▸ **Reading text**

Busy times again at work, so less birding at the moment. Couldn't miss out on a juv Garganey at Kings Mill Reservoir, picture above. While at work I have been seeing more Buzzards around Hardwick and a couple of passes from Hobbies lured by the clouds of hirundines that hit us in late summer. Not a single Swallow nest was occupied anywhere around the hall this year, some were repaired but remained unused. Big shame that one. A family of Spotted Flycatchers turned up again in the Stableyard. Green Woodpeckers always a delight to see on my way through the estate.


For cuteness sake, here's a dopy Field Vole we found beside a path during a walk in Dovedale last months. The little fella scurried around my boots. Is it any wonder they are the number one prey item for dozens of predators?

▸ **Directive 1**
In the birding update, where did the writer see the juvenile Garganey?
▸ **Directive 2**
Carry on the birding update from its last sentence, in the same casual voice.

▸ **Source excerpt**
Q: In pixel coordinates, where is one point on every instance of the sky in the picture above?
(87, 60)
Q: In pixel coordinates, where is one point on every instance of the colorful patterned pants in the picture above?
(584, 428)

▸ **Exercise result 1**
Kings Mill Reservoir.

▸ **Exercise result 2**
Tuesday 18 August 2009

Danebower

Did a new part of the Peak District for us at the weekend, across most of Derbyshire, beyond Buxton and to the border with Cheshire, where it's bleak and the birds are few - but what birds they are!

After all the driving we eventually found a pull in around Danebower and a path down into the valley and the old quarry.
Best of the day was a late summer male Ring Ouzel quite close and quite apparently ticked off with us. This was a lifer so we were altogether happier about the encounter.

Other notables came when a Raven sailed by quite low and flushed up a couple of Red Grouse, the corvid even seemed to lunge for one of them. Better views of grouse came later but the girlfriend had used up her camera battery taking admittedly pleasant portraits of sheep.

Several Wheatears were a nice reminder of Scotland.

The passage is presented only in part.